- _Exercise requirements_: Render as a numbered list the lines running from the line containing "Target: sky" through the final line, both included, omitting any blank lines.

== Exercise materials

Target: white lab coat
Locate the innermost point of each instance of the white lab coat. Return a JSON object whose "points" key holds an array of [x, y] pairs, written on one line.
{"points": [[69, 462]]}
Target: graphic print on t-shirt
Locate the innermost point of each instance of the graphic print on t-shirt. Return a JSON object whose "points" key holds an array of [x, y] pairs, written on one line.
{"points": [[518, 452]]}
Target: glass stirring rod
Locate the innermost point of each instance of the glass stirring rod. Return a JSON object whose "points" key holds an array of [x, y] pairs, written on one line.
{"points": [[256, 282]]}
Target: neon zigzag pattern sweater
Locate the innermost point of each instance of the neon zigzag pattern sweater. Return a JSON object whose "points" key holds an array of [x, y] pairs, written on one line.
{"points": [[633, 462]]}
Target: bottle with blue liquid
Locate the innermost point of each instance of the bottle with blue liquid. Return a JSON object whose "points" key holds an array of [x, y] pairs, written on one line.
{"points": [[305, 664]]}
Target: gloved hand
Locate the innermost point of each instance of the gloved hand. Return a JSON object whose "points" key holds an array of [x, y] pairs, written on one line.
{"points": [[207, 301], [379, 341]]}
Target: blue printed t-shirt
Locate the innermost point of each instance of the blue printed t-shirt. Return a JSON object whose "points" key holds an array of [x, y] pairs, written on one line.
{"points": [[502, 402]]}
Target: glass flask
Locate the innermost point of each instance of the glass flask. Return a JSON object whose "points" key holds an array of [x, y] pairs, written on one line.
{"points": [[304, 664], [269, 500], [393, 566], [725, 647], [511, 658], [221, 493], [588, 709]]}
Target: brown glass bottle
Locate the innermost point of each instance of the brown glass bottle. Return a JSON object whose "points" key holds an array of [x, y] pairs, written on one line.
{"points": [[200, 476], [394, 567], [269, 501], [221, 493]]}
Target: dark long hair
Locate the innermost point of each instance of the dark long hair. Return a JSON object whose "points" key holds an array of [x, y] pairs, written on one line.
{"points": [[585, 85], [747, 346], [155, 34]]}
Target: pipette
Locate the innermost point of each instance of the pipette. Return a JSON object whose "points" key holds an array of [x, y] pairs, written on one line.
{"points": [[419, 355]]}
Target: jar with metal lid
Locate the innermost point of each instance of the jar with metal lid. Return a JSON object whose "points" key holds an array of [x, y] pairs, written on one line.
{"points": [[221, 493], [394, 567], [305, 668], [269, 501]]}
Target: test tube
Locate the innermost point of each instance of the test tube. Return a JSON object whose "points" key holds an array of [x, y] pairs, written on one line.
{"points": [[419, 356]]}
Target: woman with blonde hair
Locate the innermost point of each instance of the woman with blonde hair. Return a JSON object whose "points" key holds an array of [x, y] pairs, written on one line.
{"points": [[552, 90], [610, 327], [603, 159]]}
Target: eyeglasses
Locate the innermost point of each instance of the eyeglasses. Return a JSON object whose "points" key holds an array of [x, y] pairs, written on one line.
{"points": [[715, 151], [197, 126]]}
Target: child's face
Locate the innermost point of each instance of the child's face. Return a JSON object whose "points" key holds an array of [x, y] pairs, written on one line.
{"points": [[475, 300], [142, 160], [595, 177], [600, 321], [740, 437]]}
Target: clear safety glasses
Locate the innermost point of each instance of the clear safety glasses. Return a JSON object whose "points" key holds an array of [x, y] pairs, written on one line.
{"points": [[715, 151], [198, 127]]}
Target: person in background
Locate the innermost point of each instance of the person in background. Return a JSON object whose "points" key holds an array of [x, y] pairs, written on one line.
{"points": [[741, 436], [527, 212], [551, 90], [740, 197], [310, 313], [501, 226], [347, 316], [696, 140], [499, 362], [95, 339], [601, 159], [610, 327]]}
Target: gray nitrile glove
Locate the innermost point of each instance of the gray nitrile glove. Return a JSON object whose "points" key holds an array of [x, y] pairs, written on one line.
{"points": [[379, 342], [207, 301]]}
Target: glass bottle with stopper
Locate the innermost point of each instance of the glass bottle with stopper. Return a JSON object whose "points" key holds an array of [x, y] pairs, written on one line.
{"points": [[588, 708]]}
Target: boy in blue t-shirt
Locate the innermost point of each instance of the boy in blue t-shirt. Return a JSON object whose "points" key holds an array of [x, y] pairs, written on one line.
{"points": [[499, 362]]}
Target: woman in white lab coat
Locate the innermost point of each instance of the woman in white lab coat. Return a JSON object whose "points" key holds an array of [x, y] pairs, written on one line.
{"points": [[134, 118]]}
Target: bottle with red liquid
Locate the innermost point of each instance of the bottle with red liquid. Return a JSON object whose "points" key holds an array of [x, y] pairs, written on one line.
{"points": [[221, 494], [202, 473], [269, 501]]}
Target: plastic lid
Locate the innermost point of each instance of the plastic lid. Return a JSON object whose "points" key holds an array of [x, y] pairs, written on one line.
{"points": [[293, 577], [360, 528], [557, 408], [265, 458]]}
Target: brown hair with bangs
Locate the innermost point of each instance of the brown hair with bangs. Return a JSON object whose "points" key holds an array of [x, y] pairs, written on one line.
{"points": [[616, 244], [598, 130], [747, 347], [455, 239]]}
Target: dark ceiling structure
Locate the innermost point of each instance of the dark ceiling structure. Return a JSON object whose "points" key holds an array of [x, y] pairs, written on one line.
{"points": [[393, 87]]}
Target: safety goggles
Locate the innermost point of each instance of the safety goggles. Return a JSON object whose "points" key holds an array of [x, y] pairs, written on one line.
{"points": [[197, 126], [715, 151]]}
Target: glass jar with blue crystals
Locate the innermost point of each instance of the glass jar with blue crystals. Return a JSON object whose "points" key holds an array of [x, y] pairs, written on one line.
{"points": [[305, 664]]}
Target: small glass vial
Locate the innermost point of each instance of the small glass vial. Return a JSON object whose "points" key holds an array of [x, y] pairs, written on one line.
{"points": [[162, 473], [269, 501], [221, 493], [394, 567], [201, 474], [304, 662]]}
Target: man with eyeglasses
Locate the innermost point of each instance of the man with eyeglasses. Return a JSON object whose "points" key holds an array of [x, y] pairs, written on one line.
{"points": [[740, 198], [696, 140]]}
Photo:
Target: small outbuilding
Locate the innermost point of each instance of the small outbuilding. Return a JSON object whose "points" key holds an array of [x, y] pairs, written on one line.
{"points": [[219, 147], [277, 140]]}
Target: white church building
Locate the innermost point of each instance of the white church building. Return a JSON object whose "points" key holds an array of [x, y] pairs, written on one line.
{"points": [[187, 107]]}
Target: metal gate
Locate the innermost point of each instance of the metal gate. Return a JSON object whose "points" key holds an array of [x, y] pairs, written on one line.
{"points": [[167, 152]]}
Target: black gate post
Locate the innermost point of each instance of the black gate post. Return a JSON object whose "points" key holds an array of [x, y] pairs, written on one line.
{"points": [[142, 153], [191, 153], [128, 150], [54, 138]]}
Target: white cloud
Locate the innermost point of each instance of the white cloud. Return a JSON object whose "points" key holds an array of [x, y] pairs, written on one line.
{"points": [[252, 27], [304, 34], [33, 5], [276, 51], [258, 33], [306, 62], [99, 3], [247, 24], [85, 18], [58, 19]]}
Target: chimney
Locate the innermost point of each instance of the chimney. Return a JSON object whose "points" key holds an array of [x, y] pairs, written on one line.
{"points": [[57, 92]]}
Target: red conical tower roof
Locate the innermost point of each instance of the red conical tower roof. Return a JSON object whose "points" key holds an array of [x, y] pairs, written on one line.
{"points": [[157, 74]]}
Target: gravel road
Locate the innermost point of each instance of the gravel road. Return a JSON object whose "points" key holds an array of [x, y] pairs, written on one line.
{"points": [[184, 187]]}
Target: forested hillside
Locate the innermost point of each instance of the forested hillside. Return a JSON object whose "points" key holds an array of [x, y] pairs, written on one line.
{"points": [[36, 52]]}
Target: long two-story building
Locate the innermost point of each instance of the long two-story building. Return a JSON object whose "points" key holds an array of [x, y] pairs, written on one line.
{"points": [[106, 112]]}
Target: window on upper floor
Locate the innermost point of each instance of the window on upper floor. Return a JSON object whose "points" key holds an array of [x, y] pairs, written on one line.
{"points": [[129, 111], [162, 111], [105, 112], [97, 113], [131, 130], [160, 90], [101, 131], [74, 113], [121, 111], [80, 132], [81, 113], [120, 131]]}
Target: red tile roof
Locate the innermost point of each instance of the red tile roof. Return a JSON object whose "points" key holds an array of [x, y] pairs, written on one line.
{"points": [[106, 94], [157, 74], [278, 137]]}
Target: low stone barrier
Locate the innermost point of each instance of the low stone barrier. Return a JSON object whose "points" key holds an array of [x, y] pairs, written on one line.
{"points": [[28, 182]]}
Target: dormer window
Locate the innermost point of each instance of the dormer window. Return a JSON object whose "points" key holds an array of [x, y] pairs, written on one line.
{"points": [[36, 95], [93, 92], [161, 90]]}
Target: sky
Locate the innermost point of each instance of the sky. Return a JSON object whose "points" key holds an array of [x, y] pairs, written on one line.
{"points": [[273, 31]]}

====

- _Output of the exercise_:
1. Target: sky
2. Locate the innermost point of each instance of the sky. Return a JSON object whose "points" key holds an array of [x, y] pairs, written on one line.
3. {"points": [[273, 31]]}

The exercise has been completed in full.